▶ [PROBLEM DETAILS]: In the records below, find the line that contains "Where can the light" and the line that contains "Where can the lantern", then retype exactly those two lines and every line between them.

▶ [EXERCISE DATA]:
::::
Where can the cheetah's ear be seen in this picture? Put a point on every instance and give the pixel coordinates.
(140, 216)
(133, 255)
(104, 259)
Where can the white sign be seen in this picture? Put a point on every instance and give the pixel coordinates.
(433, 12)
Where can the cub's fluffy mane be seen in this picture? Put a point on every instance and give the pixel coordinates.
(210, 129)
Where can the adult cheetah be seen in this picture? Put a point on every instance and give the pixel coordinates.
::::
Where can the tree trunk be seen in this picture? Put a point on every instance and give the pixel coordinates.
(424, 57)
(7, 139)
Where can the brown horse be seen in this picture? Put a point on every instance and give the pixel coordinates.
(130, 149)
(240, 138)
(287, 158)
::::
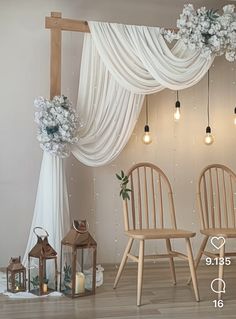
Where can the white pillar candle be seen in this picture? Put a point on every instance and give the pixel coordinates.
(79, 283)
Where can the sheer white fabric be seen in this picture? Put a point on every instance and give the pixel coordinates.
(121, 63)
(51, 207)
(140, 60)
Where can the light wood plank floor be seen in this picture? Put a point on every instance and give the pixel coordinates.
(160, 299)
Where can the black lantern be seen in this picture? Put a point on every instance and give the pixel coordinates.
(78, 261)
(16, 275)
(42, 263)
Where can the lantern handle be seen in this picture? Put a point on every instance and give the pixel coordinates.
::::
▶ [WRITTEN RESPONSE]:
Where can the light wood plank floor be seen in this picture? Put a point on every instance and give the pixel coordinates.
(160, 299)
Where can the black lantern be seen in this picture? Put a point on every instance and give the pixel coordinates.
(78, 261)
(16, 275)
(42, 263)
Where can the lantern handle be seen in this picture? Put a point on every instance and give the pixel coordinates.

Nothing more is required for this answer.